** START OF Input records **

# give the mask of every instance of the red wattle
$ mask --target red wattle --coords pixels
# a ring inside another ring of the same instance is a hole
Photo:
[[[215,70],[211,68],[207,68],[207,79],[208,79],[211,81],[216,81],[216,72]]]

** END OF Input records **

Copy the lines above verbatim.

# give the mask of every instance of the red wattle
$ mask --target red wattle --coords pixels
# a ring inside another ring of the same instance is a hole
Photo:
[[[215,70],[211,68],[207,68],[207,79],[208,79],[211,81],[216,81],[216,72]]]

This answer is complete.